After twelve years of research at IAEA laboratories, a pest control technique that uses radiation to sterilize male insects is being transferred to the region where it will be integrated in national mosquito control programmes and further developed.

The method is known as the sterile insect technique, or SIT for short. It was first implemented in the 1950s and is now used in around 25 countries, mainly to tackle pests such as moths, fruit flies and tsetse flies.

SOUNDBITE (English) Marc Vreysen, Head FAO / IAEA Insect Pest Control Laboratory:
“Sterile Insect Technique (SIT) is not a new technology; it was conceived in the 1930s in the US by an American scientist and is actually a very, very simple principle. What you do is you bring the insect that you would like to control into the laboratory. You rear it in very, very large numbers, you take the male sex, you sterilize it with ionizing radiation, be it gamma- or x-rays, and you release those sterile males in the target area. What’s going to happen is that the sterile males are going to seek out the virgin females, they are going to mate, but there’s going to be no offspring. So, there’s going to be reduced population replacement and you will see that after a while the target population is going to go down.”
━━━━━━
EXERCISES TO COMPLETE:
(a) Decide whether each statement below agrees with the excerpt on the sterile insect technique. Answer yes or no for each, quoting the words from the excerpt that decide it.

(i) The sterile insect technique is now used in around 25 countries.
(ii) The insects are sterilized with chemicals before release.
(iii) The research behind the transfer took place over twelve years at IAEA laboratories.
(b) Using the excerpt on the sterile insect technique, answer these questions:
(i) In which decade was the technique first implemented?
(ii) Which sex of the insect is sterilized?
(iii) What results when the sterile males mate with the virgin females?
(c) Continue the excerpt on the sterile insect technique from its last sentence.

Referring expression pointing data:
━━━━━━
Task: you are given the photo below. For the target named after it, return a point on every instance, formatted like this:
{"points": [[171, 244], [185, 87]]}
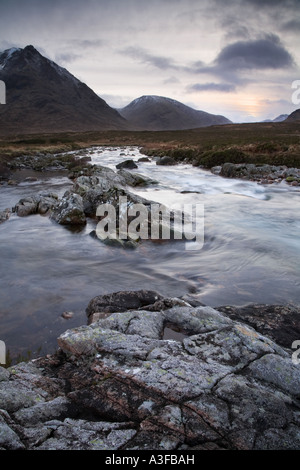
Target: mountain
{"points": [[156, 113], [41, 96], [294, 116], [280, 118]]}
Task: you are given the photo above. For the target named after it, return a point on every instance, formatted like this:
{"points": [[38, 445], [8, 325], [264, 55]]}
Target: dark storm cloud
{"points": [[145, 57], [259, 54], [221, 87], [292, 25], [267, 53]]}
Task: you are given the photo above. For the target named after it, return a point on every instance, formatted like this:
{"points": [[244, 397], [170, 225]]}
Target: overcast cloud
{"points": [[235, 57]]}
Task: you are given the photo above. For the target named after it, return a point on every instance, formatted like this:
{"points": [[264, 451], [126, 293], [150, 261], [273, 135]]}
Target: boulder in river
{"points": [[127, 164], [41, 203], [166, 160], [70, 210]]}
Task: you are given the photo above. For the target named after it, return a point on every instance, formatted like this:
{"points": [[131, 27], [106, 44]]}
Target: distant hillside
{"points": [[280, 118], [156, 113], [41, 96], [295, 116]]}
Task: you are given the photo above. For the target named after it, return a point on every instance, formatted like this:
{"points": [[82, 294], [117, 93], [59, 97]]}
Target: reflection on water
{"points": [[251, 252]]}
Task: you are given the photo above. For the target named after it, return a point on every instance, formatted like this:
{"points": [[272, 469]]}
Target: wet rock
{"points": [[166, 161], [117, 384], [280, 322], [39, 204], [4, 215], [134, 179], [127, 164], [70, 210], [122, 301]]}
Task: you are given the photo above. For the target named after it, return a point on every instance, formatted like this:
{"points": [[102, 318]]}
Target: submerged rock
{"points": [[4, 215], [127, 164], [42, 203], [70, 210], [166, 160]]}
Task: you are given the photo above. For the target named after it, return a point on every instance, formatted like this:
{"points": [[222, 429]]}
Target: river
{"points": [[250, 254]]}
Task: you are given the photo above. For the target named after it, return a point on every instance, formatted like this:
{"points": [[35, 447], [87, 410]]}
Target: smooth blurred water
{"points": [[251, 252]]}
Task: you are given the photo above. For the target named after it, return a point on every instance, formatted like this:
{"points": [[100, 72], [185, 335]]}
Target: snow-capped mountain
{"points": [[156, 113], [41, 96]]}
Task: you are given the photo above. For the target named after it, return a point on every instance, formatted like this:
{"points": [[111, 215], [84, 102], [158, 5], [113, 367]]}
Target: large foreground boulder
{"points": [[118, 383]]}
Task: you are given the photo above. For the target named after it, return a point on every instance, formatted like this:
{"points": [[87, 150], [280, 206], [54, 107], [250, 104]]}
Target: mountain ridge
{"points": [[157, 113], [41, 96]]}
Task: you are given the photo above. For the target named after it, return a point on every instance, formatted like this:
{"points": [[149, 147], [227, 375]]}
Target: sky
{"points": [[237, 58]]}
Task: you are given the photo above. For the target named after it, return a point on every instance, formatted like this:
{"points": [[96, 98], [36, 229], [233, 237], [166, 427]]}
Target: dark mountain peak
{"points": [[42, 96], [294, 116]]}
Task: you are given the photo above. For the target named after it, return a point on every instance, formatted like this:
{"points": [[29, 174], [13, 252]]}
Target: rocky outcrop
{"points": [[118, 383], [127, 164], [70, 210], [265, 174], [166, 160], [4, 215], [40, 204]]}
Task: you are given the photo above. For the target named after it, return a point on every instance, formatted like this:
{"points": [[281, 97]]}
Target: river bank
{"points": [[178, 367], [249, 254], [120, 384]]}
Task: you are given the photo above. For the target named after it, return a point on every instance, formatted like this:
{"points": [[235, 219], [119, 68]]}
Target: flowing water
{"points": [[251, 251]]}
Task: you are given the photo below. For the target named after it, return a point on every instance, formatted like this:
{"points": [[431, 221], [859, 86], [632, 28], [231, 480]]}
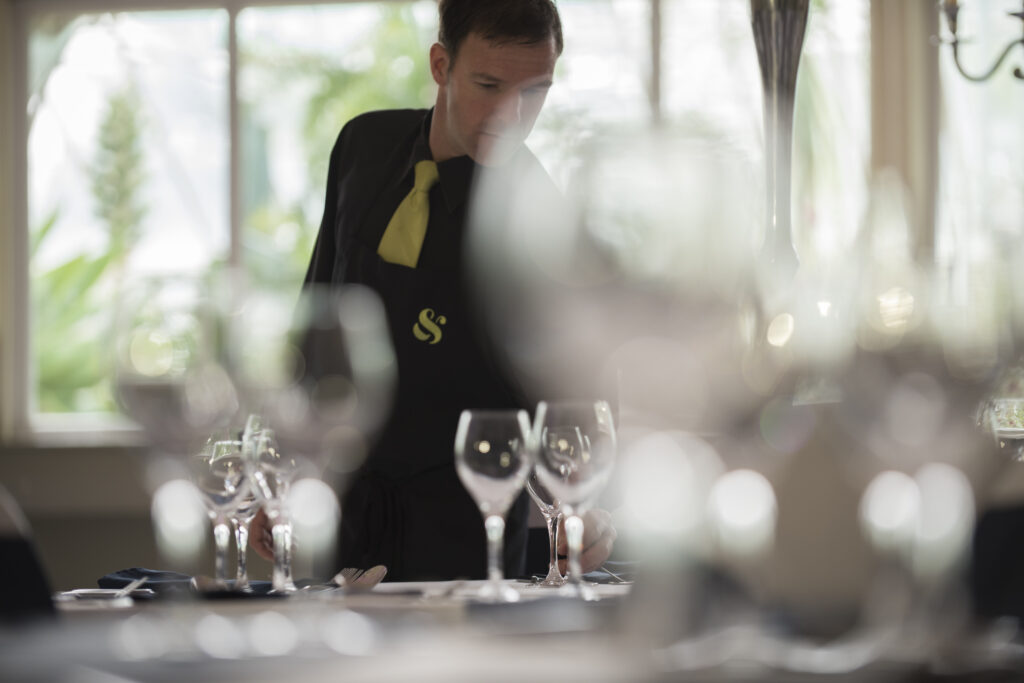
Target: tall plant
{"points": [[70, 313]]}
━━━━━━
TASK RESPONSES:
(a)
(i) Yes: "is now used in around 25 countries"
(ii) No: "you sterilize it with ionizing radiation, be it gamma- or x-rays"
(iii) Yes: "After twelve years of research at IAEA laboratories"

(b)
(i) The 1950s
(ii) The male
(iii) No offspring

(c)
At the IAEA’s Insect Pest Control Laboratory in Seibersdorf, south of Vienna, Austria, entomologists have developed techniques for the mass-rearing, feeding and sterilizing of mosquitoes.

The laboratory, which is operated under the IAEA’s partnership with the UN’s Food and Agriculture Organization (FAO), is home to over one hundred thousand mosquitoes of three different species.
Currently, special attention is being given to the species responsible for spreading the Zika virus, which is known as Aedes aegypti.

SOUNDBITE (English) Marc Vreysen, Head FAO / IAEA Insect Pest Control Laboratory:
“Is it a tool that can be used to tackle the current Zika outbreak? We believe it is because what we have seen in the past is that Aedes aegypti control with conventional control tools has not been very successful. So we consider this as one additional, new tool that could be used to integrate with the conventional methods in order to try to reduce these mosquito populations, and in such a way try to reduce the transmission of Zika.”

For SIT to work, millions of sterile male insects need to be released into the wild over many months.
Gradually, the sterilized males start to outnumber the fertile wild ones and populations decline because mating with these males produces no offspring.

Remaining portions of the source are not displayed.